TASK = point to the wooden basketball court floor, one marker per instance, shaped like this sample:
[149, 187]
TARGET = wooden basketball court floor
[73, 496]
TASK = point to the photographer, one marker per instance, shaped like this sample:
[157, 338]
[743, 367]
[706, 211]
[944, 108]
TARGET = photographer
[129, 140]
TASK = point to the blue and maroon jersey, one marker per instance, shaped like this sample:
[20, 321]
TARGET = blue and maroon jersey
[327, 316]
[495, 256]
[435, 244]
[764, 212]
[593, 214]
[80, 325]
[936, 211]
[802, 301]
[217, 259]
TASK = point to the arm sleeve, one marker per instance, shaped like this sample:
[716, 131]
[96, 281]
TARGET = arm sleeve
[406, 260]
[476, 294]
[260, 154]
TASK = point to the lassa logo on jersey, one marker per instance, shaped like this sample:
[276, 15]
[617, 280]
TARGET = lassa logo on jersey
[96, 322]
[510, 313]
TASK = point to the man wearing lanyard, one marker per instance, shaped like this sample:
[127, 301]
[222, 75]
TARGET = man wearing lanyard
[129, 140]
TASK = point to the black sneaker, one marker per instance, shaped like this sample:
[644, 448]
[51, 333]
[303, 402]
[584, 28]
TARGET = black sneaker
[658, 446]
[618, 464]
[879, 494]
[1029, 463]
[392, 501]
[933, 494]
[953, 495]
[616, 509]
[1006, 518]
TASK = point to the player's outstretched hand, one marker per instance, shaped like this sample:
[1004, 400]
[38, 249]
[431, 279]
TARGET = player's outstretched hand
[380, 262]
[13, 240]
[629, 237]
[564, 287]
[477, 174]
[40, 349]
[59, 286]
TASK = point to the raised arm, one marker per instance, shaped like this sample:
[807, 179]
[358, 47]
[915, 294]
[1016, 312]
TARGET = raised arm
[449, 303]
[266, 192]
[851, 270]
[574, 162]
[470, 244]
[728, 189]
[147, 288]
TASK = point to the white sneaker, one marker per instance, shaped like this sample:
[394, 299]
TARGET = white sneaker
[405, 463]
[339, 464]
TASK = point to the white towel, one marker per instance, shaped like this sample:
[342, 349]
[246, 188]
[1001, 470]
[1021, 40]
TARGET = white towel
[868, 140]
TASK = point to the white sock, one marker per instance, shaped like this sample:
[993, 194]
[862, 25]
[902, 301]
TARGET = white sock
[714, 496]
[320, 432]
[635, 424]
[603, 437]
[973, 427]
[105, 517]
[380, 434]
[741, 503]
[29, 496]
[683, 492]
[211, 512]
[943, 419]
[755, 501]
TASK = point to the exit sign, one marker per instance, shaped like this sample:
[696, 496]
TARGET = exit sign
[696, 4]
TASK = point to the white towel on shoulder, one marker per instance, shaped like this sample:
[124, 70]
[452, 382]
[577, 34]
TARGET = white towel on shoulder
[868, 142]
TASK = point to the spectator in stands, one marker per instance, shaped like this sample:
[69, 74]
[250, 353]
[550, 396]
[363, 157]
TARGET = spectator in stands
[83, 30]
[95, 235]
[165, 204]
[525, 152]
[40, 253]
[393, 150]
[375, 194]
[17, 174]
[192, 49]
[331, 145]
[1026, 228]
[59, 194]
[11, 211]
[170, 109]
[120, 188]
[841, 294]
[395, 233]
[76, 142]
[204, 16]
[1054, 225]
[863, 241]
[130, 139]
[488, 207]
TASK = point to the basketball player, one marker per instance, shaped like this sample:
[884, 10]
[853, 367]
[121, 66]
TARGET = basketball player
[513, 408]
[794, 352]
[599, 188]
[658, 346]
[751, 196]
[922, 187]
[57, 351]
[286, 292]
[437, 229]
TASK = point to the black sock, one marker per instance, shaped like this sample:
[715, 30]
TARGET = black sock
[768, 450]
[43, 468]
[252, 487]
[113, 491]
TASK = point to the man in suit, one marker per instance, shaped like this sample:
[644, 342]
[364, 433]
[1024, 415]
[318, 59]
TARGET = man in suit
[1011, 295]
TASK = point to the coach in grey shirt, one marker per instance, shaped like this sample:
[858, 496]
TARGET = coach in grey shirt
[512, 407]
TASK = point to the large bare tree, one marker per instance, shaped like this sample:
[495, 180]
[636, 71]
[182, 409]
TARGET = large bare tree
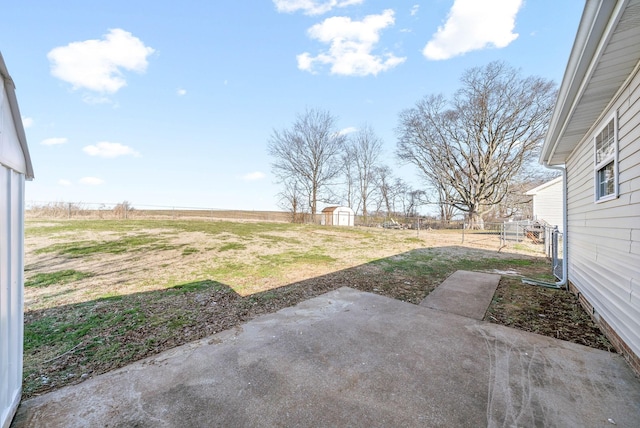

──────

A verbatim copy of every entry is wanted; the pictures stay out of it.

> **ANSWER SPACE**
TASK = point to the wooden basketball court floor, one marker per instance, shaped like this sample:
[149, 187]
TARGET = wooden basketball court floor
[73, 496]
TASK = point to the photographer, one marker per instance, shaped like this sample:
[157, 338]
[743, 367]
[706, 211]
[944, 108]
TARGET = photographer
[129, 140]
TASK = point to the blue and maroon jersey, one marker per instance, shaped like this sample:
[20, 321]
TARGET = blue and maroon jersey
[327, 316]
[495, 256]
[435, 244]
[764, 212]
[593, 214]
[80, 325]
[936, 211]
[802, 301]
[217, 259]
TASK = point to the arm sleeve, one marker per instance, shaped like this sample:
[716, 131]
[96, 281]
TARGET = arm sleeve
[406, 260]
[476, 294]
[260, 154]
TASK = point to the lassa logo on jersey, one marker per instance, shaped like this sample:
[276, 15]
[617, 280]
TARGET = lassa logo on jersey
[96, 322]
[510, 313]
TASK = point to the man wearing lanyard, one marker per instance, shaped like this sample:
[127, 301]
[222, 75]
TARGET = man wearing lanyard
[129, 140]
TASK = point to the black sneaker, one marker per instance, shaped like this sample:
[644, 448]
[51, 333]
[303, 402]
[584, 28]
TARGET = black sneaker
[658, 446]
[618, 464]
[879, 494]
[1029, 463]
[392, 501]
[933, 494]
[953, 495]
[616, 509]
[1006, 518]
TASK = point to the player's outstretched hand, one marker per instance, shaped like this sample:
[1004, 400]
[38, 249]
[431, 279]
TARGET = player's outstretched hand
[380, 262]
[13, 240]
[629, 237]
[564, 287]
[477, 174]
[40, 349]
[59, 286]
TASK = point to the raised arm, one marker per instance, shaped like this sample:
[807, 179]
[358, 47]
[915, 294]
[1016, 312]
TARGET = raised arm
[449, 303]
[266, 192]
[851, 270]
[574, 162]
[470, 244]
[728, 189]
[147, 288]
TASK = point to the white sneaker, one marker per instance, shaped like this sample:
[394, 299]
TARGET = white sneaker
[405, 463]
[339, 464]
TASK = point to the white towel, one marker per instance, shaped like this sample:
[342, 349]
[246, 188]
[1001, 470]
[1021, 40]
TARGET = white towel
[868, 140]
TASK = point to the white sock, one marker per instance, shaped like this sample:
[993, 194]
[862, 25]
[902, 301]
TARGET = white sock
[714, 496]
[320, 432]
[635, 424]
[603, 437]
[973, 427]
[105, 517]
[380, 434]
[741, 503]
[29, 496]
[683, 492]
[211, 512]
[943, 419]
[755, 501]
TASK = point to the exit sign, one marker per instance, shaped like this sample:
[696, 496]
TARGET = exit sign
[696, 4]
TASK = point to the white towel on shoulder, one marker per instance, shaped like this sample:
[124, 70]
[452, 382]
[577, 34]
TARGET = white towel on shoulder
[868, 142]
TASK = point to the spectator in stands, one marker per instance, shaped like this sample:
[69, 74]
[250, 353]
[550, 396]
[363, 157]
TARGET = spectator in stands
[83, 30]
[95, 235]
[165, 204]
[525, 152]
[40, 253]
[393, 150]
[375, 194]
[17, 174]
[192, 49]
[331, 145]
[1026, 228]
[59, 194]
[11, 211]
[170, 109]
[120, 188]
[841, 294]
[395, 233]
[76, 142]
[204, 16]
[1054, 225]
[863, 241]
[130, 139]
[488, 207]
TASK = point to the basketball player, one marker per instance, shaped like this sample:
[884, 10]
[853, 367]
[121, 66]
TARGET = basketball player
[513, 408]
[794, 352]
[599, 188]
[658, 346]
[751, 196]
[922, 187]
[57, 351]
[286, 292]
[437, 229]
TASK = point to the black sock, one marker per instance, shaped like this sample:
[715, 30]
TARGET = black sock
[768, 450]
[43, 468]
[252, 487]
[113, 491]
TASK = point to the man in suit, one marker per instance, shaped like this sample:
[644, 342]
[364, 433]
[1024, 415]
[318, 59]
TARGET = man in suit
[1011, 295]
TASK = point to the coach in grey shirt, one marker per instance, shaped like this sample:
[858, 496]
TARGET = coach in grey shirt
[512, 407]
TASK = point to the large bare tree, one marker per instance, shaped like this sample:
[495, 180]
[636, 71]
[182, 409]
TARGET = large bare tree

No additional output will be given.